En segundo lugar la barricada era una construcción de defensa: protección del lado del pueblo y obstáculo del lado del ejército. El poder de esta obstrucción sobre los militares no estaba solamente determinado por su aspecto material sino principalmente por su efecto moral. La marcha de las tropas era demorada, con ello se producía un desorden en sus filas, disminuía la firme tensión de la columna en marcha militar, pasaba el tiempo; los soldados, unificados por la costumbre, la ejercitación militar, atontados por el batir de los tambores, impulsados por la marcha colectiva en columnas, se encontraban con la oportunidad de mirar alrededor, pensar, tomar conciencia de su acción. No se trataba de una lucha en campo abierto contra un enemigo extraño, sino de un ataque en el ámbito restringido de la calle, dirigido contra el pueblo con el que los soldados ayer mismo habían estado pacíficamente vinculados y del que ellos mismos provenían. Las tropas resultaron repentinamente apresadas por la debilidad, el desgano, la confusión, fueron “desmoralizadas” y tanto más cuanto mayor era su simpatía inicial por el levantamiento. Es sabido que por ello, en el caso de las luchas revolucionarias se solía sustituir la falta de entusiasmo de los soldados por abundantes raciones de aguardiente. Es decir que la salud del estado reposaba, en última instancia, en los efectos de una borrachera.

Unificación, organización, entusiasmo revolucionario del pueblo, de un lado; desorganización y desmoralización de las tropas del otro, en esto residía la esencia de la barricada: de modo tal que la lucha en sí sola era la resultante de los dos factores en su acción conjunta. Engels, nuestro luchador y teórico revolucionario prematuramente fallecido, dice: “No hay que hacerse ilusiones: una victoria efectiva de la insurrección sobre las tropas en la lucha de calles, una victoria como en el combate entre dos ejércitos, es una de las mayores rarezas. Pero es verdad que también los insurrectos habían contado muy rara vez con esta victoria. Lo único que perseguían era hacer flaquear a las tropas mediante factores morales que en la lucha entre los ejércitos de dos países beligerantes no entran nunca en juego, o entran en un grado mucho menor. Si se consigue este objetivo, la tropa no responde, o los que la mandan pierden la cabeza; y la insurrección vence… Por tanto, hasta en la época clásica de las luchas de calles, la barricada tenía más eficacia moral que material. Era un medio para quebrantar la firmeza de las tropas. Si se sostenía hasta la consecución de este objetivo, se alcanzaba la victoria, si no, venía la derrota”.

De estas consideraciones resulta lo siguiente:

1.- Puesto que incluso en los años cuarenta la superioridad táctica en la lucha de calles estaba del lado de las tropas, sería ciega inconsciencia querer ofrecer una resistencia violenta contra el ejército de nuestros días, que dispone de una técnica bélica más refinada.

[Elementos de etiquetado de contornos]
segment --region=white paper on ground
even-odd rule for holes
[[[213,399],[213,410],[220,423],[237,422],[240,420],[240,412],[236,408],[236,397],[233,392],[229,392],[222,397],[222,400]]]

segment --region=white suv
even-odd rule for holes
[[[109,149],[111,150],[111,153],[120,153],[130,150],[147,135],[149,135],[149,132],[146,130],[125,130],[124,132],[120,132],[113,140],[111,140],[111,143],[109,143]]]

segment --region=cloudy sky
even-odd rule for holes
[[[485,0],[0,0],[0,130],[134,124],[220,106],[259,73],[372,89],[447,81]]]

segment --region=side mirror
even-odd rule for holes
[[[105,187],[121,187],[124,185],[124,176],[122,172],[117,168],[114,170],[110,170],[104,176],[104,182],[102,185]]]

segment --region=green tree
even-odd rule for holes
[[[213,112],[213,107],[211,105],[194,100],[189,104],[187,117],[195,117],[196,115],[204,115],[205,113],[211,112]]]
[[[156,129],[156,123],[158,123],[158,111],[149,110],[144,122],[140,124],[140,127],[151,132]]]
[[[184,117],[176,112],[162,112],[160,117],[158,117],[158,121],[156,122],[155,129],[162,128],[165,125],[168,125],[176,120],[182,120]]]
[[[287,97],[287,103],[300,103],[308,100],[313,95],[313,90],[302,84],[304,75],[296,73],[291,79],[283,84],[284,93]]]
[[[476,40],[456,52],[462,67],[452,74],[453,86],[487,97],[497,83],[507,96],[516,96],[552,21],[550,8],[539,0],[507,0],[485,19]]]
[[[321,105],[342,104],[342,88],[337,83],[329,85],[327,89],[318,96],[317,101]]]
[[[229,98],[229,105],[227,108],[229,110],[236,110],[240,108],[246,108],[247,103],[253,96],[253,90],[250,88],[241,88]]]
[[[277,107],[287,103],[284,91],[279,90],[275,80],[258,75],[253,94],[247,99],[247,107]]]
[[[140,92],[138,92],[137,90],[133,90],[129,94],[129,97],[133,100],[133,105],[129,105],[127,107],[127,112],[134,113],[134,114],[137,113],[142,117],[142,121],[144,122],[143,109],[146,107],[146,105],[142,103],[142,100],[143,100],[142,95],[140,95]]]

...

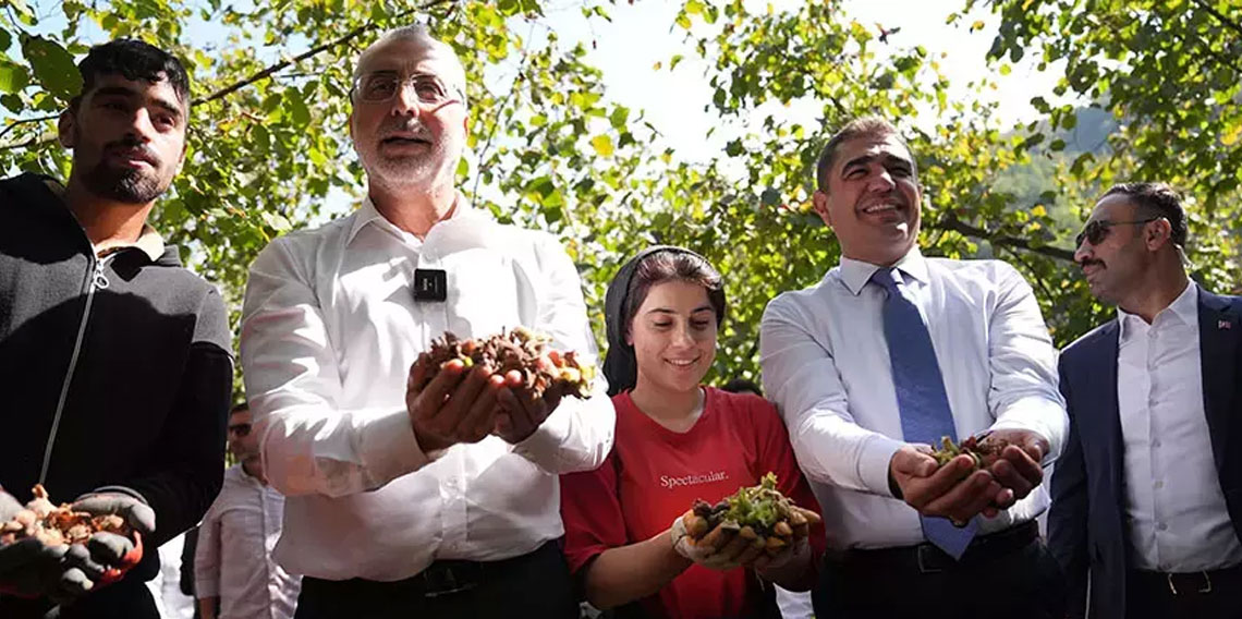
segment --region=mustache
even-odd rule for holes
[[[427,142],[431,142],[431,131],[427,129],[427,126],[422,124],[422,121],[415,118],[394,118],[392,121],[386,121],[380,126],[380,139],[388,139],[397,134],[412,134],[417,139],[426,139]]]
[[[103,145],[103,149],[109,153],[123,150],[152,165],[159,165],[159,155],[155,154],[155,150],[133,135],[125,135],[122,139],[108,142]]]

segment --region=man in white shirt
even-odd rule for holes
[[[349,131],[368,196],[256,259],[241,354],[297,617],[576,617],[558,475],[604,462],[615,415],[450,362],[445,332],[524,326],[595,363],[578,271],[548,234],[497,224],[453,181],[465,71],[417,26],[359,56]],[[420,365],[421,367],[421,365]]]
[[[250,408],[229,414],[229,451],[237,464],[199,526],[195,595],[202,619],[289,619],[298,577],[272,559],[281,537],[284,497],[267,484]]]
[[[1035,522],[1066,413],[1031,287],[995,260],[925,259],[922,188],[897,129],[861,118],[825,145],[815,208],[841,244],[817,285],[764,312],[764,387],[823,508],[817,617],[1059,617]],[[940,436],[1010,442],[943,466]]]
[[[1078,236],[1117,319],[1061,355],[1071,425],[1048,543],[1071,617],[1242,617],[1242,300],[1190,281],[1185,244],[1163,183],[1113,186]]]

### [Conjunto de tareas]
**A.** Copie sin ningún cambio el fragmento del texto sobre la barricada que se abre con las palabras "1.- Puesto que" y se cierra con "bélica más refinada.".
**B.** Indique si cada afirmación concuerda con el texto sobre la barricada, respondiendo sí o no y citando literalmente las palabras que lo deciden: (i) el poder de la barricada sobre los militares dependía principalmente de su aspecto material; (ii) se solía compensar la falta de entusiasmo de los soldados con aguardiente; (iii) los insurrectos contaban con frecuencia con una victoria efectiva sobre las tropas.

### [Soluciones propuestas]
**A.**
1.- Puesto que incluso en los años cuarenta la superioridad táctica en la lucha de calles estaba del lado de las tropas, sería ciega inconsciencia querer ofrecer una resistencia violenta contra el ejército de nuestros días, que dispone de una técnica bélica más refinada.

**B.**
(i) No: "no estaba solamente determinado por su aspecto material sino principalmente por su efecto moral".
(ii) Sí: "se solía sustituir la falta de entusiasmo de los soldados por abundantes raciones de aguardiente".
(iii) No: "también los insurrectos habían contado muy rara vez con esta victoria".